§ TRY IT
Take the lines below between the one holding "Task: for every instance of the monkey forehead, drop" and the one holding "Task: for every instance of the monkey head, drop", inclusive, and copy them exactly. Add nothing.

┌──

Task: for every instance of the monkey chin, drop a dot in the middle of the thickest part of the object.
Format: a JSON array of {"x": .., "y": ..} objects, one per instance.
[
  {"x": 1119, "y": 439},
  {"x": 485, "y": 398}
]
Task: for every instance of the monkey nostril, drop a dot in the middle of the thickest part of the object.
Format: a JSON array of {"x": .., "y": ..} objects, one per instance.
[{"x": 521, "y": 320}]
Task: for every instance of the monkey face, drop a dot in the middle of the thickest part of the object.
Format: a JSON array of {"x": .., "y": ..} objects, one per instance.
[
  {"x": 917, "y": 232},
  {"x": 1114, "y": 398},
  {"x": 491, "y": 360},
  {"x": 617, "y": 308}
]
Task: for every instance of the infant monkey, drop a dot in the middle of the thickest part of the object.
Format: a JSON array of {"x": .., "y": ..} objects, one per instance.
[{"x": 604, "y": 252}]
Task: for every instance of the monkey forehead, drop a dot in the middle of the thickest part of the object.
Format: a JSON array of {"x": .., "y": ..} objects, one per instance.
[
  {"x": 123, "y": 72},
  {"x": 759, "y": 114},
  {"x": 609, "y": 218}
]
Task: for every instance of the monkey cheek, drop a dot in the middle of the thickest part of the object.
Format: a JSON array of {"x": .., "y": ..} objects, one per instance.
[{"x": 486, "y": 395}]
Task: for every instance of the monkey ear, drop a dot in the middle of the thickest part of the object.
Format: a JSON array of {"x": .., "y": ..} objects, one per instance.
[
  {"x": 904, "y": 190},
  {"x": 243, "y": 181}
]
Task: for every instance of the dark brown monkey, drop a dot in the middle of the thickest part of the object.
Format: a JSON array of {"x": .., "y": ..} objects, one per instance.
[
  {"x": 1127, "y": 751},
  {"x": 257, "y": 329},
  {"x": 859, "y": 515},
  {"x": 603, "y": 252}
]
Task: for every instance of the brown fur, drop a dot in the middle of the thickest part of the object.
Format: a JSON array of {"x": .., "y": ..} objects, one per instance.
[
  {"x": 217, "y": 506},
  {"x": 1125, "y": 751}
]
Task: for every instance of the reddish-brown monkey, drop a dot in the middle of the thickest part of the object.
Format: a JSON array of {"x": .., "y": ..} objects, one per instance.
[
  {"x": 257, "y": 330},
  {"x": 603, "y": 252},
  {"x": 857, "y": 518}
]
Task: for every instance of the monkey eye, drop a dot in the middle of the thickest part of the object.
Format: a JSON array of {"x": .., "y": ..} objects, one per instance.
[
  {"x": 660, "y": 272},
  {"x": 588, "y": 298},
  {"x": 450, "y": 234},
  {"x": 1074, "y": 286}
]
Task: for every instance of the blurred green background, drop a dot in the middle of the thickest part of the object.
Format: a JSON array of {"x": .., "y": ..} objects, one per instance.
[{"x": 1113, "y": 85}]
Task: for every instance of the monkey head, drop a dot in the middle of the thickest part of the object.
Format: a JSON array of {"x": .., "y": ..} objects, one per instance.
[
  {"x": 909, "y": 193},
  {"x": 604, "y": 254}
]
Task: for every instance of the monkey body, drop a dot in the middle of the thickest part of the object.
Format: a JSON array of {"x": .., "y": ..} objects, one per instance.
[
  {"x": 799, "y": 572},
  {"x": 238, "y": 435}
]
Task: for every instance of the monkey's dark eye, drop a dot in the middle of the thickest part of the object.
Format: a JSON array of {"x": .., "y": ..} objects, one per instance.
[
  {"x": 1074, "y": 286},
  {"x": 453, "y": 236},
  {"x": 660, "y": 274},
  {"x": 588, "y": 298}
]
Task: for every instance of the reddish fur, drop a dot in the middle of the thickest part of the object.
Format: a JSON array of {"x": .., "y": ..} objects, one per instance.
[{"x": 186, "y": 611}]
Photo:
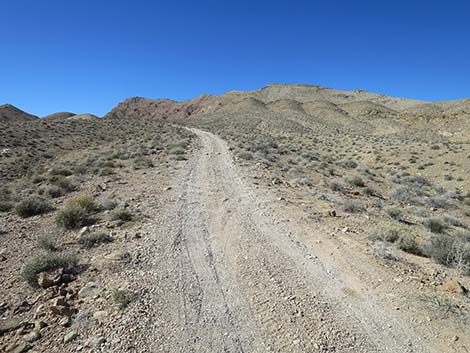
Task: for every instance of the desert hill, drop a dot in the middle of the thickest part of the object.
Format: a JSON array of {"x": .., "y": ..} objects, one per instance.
[{"x": 9, "y": 113}]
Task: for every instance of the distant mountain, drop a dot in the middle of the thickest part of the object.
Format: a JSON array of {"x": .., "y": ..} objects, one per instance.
[
  {"x": 9, "y": 113},
  {"x": 58, "y": 116}
]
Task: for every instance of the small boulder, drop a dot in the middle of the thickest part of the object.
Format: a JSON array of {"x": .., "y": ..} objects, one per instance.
[
  {"x": 50, "y": 278},
  {"x": 70, "y": 336},
  {"x": 32, "y": 336},
  {"x": 117, "y": 256},
  {"x": 21, "y": 348},
  {"x": 453, "y": 286},
  {"x": 100, "y": 316},
  {"x": 9, "y": 325},
  {"x": 91, "y": 289},
  {"x": 95, "y": 341}
]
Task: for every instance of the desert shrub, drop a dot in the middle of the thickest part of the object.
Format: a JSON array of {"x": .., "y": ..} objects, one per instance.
[
  {"x": 47, "y": 242},
  {"x": 438, "y": 202},
  {"x": 46, "y": 262},
  {"x": 450, "y": 251},
  {"x": 6, "y": 206},
  {"x": 5, "y": 194},
  {"x": 408, "y": 194},
  {"x": 408, "y": 243},
  {"x": 108, "y": 204},
  {"x": 38, "y": 179},
  {"x": 80, "y": 169},
  {"x": 350, "y": 206},
  {"x": 436, "y": 224},
  {"x": 347, "y": 163},
  {"x": 33, "y": 206},
  {"x": 384, "y": 251},
  {"x": 90, "y": 240},
  {"x": 60, "y": 171},
  {"x": 393, "y": 212},
  {"x": 386, "y": 232},
  {"x": 122, "y": 297},
  {"x": 77, "y": 213},
  {"x": 55, "y": 192},
  {"x": 65, "y": 184}
]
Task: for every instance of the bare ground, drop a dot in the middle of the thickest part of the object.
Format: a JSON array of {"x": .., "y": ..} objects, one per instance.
[{"x": 228, "y": 268}]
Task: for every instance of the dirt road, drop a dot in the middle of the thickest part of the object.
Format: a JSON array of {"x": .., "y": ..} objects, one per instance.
[{"x": 225, "y": 274}]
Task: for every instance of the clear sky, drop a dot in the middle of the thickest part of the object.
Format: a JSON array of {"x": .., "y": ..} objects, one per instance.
[{"x": 86, "y": 56}]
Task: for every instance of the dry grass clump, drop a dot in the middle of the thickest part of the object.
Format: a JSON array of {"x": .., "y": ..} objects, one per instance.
[
  {"x": 436, "y": 224},
  {"x": 33, "y": 206},
  {"x": 77, "y": 213},
  {"x": 351, "y": 206},
  {"x": 46, "y": 262},
  {"x": 452, "y": 251},
  {"x": 48, "y": 242},
  {"x": 6, "y": 206},
  {"x": 94, "y": 239}
]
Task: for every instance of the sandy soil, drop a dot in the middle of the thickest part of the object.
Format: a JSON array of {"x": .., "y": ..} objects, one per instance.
[{"x": 227, "y": 269}]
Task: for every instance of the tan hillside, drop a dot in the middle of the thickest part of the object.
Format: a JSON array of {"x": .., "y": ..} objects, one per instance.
[{"x": 293, "y": 218}]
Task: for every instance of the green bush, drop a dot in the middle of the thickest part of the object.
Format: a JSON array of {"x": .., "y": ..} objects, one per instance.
[
  {"x": 46, "y": 262},
  {"x": 77, "y": 213},
  {"x": 55, "y": 192},
  {"x": 6, "y": 206},
  {"x": 33, "y": 206},
  {"x": 436, "y": 224},
  {"x": 60, "y": 171},
  {"x": 408, "y": 243},
  {"x": 47, "y": 242}
]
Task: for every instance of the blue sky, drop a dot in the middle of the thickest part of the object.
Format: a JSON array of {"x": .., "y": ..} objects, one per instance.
[{"x": 86, "y": 56}]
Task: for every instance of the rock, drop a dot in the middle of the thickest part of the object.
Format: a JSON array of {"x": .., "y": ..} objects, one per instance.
[
  {"x": 21, "y": 348},
  {"x": 100, "y": 315},
  {"x": 62, "y": 310},
  {"x": 50, "y": 278},
  {"x": 91, "y": 289},
  {"x": 453, "y": 286},
  {"x": 9, "y": 325},
  {"x": 39, "y": 325},
  {"x": 117, "y": 256},
  {"x": 65, "y": 321},
  {"x": 22, "y": 308},
  {"x": 32, "y": 336},
  {"x": 60, "y": 301},
  {"x": 61, "y": 307},
  {"x": 70, "y": 336},
  {"x": 95, "y": 341}
]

└──

§ YOUR SOLUTION
Task: for every instance of the monkey forehead, drop a dot in the middle of the thickest part of the object.
Format: a JSON array of {"x": .., "y": ..} objects, one per instance.
[
  {"x": 123, "y": 72},
  {"x": 759, "y": 114},
  {"x": 609, "y": 218}
]
Task: for every instance of the monkey cheek, drop a dot in the middle of the thickest part of the object.
Format: a JSON array of {"x": .., "y": ..} objects, one per instance.
[{"x": 486, "y": 395}]
Task: for every instance of the monkey ear, drop a dot in the middle of the thickest part of the object.
Format: a JSON array of {"x": .., "y": ..} objects, one per instance.
[
  {"x": 904, "y": 190},
  {"x": 243, "y": 181}
]
Task: for every instance of the dark brown monkey, drop a dot in the middle of the thickest part of the object.
Format: a JSON array of {"x": .., "y": ..} objects, one per instance.
[
  {"x": 1127, "y": 751},
  {"x": 257, "y": 329},
  {"x": 859, "y": 515},
  {"x": 603, "y": 252}
]
Task: for every instance of the brown fur, drop a dot in the middle of the thickest part of the object.
Format: a JSON array of {"x": .., "y": ..} objects, one per instance.
[
  {"x": 217, "y": 506},
  {"x": 1125, "y": 751}
]
Task: for every instance of the reddish-brown monkey, drop a dot in the middle of the thickest part of the object.
Format: a JSON array of {"x": .., "y": ..} objects, one per instance.
[
  {"x": 257, "y": 330},
  {"x": 603, "y": 252},
  {"x": 857, "y": 518}
]
Task: for every instance of the monkey eye, drop a dot in the middle of the thickest part of the object.
Format: a JSON array of {"x": .., "y": ..} objects, one per instance.
[
  {"x": 660, "y": 272},
  {"x": 588, "y": 298},
  {"x": 450, "y": 234},
  {"x": 1074, "y": 286}
]
Task: for every instance of the blurred green background, drop a dot in the middle of the thickest part of the object.
Format: a JSON array of {"x": .., "y": ..} objects, one per instance.
[{"x": 1113, "y": 85}]
Task: for every instance of the monkey head, drop a dot in the middle of the thickest part of the object.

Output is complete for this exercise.